**EXERCISE PASSAGE**
So far, we have discussed North Korea's perception and policy changes on disaster risk reduction governance in the Kim Jong Un era. As the Kim Jong Un regime enters its 10th year next year, it faces a new challenge different from the previous regimes: North Korea itself. Until now, North Korea has routinely engaged in economic activities that deplete the given natural environment. For example, people cut down trees for firewood and devastated mountains and lands for underground mining. As a result, the vulnerable grounds that could not stand the heavy rain led to landslides that caused massive deaths and wiped-out roads that were hard to repair, resulting in increased damage in the isolated regions. The slower the recovery was, the quicker the infectious diseases spread; medication and food shortages caused even more deaths. This vicious cycle of disasters occurs each year and is nothing new to North Korea.

**DATA PROVIDED**
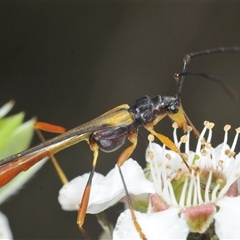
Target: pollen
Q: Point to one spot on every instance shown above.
(175, 125)
(220, 163)
(184, 139)
(203, 152)
(210, 125)
(230, 153)
(150, 154)
(168, 156)
(227, 127)
(150, 138)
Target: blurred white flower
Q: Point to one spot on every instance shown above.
(183, 197)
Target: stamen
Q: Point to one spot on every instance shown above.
(226, 129)
(187, 148)
(183, 193)
(199, 143)
(207, 188)
(172, 195)
(200, 201)
(214, 192)
(190, 193)
(235, 139)
(175, 138)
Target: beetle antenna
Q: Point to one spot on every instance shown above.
(179, 77)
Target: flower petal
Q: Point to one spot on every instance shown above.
(5, 232)
(159, 225)
(111, 190)
(227, 219)
(70, 194)
(106, 191)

**WHAT IS EXPECTED**
Print the entire passage above on disaster risk in North Korea under Kim Jong Un word for word, with no changes.

**ANSWER TO THIS EXERCISE**
So far, we have discussed North Korea's perception and policy changes on disaster risk reduction governance in the Kim Jong Un era. As the Kim Jong Un regime enters its 10th year next year, it faces a new challenge different from the previous regimes: North Korea itself. Until now, North Korea has routinely engaged in economic activities that deplete the given natural environment. For example, people cut down trees for firewood and devastated mountains and lands for underground mining. As a result, the vulnerable grounds that could not stand the heavy rain led to landslides that caused massive deaths and wiped-out roads that were hard to repair, resulting in increased damage in the isolated regions. The slower the recovery was, the quicker the infectious diseases spread; medication and food shortages caused even more deaths. This vicious cycle of disasters occurs each year and is nothing new to North Korea.